▸ **Set problem**
From the forum thread below, list every username that appears in a post header with a date and time.

▸ **Article**
* Start *
Anyway, thanks a lot, I really appreciate your help, and I enjoyed writing this script--it was my first encounter with sed, and if I don't count the fact that recounting those darn //\\\*./\ is a pain in the back, it really was a lot of fun.

Mikey-San 09-27-2003 06:15 AM

I don't have much to add to this thread, but staring at it made my head explode.

"s/\//\?/ -- Regular expressions: Like watching your keyboard have a seizure." - Me

jbc 09-27-2003 12:45 PM

Quote:

Originally posted by Mikey-San
I don't have much to add to this thread, but staring at it made my head explode.
LOL..yep, that pretty much sums up reading sed scripts...

tas- no worries, just thought explaining the script a bit might help you if you're learning sed, because as Mikey-San points out, it's not easy reading. Although something is terribly amiss; the script should *not* be gobbling characters. Ah well, you have a working script, so all is fine.

Btw, if you're using a recent version of BBedit on OS X, you might want to set "Default Line Breaks" to "Unix" in the "Text Files: Saving" pref panel and make sure "Translate Line Breaks" is turned on in the "Text Files: Opening" pref panel. This means that every file has return line endings while you edit it, but gets saved with linefeed line endings that sed and other Unix commands will like. Can be a real time-saver.

pmccann 09-28-2003 04:27 AM

Phew: them be honkin' great substitutions. Does sed not allow character classes into the transliteration --err, "y"-- operator?
* End *
▸ **Given data**
* Start *
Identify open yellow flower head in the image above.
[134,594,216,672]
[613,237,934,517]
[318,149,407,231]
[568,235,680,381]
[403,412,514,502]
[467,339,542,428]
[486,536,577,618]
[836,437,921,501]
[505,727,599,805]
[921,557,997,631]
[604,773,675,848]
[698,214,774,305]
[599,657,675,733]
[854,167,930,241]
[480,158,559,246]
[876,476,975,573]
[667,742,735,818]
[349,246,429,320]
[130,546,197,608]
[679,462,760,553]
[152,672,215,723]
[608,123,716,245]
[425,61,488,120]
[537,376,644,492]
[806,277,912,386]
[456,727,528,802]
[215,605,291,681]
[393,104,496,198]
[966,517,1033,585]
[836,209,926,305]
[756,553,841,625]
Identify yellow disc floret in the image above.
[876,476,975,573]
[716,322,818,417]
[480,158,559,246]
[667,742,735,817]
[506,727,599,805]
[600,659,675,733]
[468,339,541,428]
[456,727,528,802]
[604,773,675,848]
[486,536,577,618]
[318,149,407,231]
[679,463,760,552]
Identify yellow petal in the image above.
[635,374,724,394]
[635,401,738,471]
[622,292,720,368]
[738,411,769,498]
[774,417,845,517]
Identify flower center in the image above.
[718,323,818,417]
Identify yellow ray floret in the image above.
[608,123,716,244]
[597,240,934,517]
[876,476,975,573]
* End *
▸ **Answer to this problem**
Mikey-San
jbc
pmccann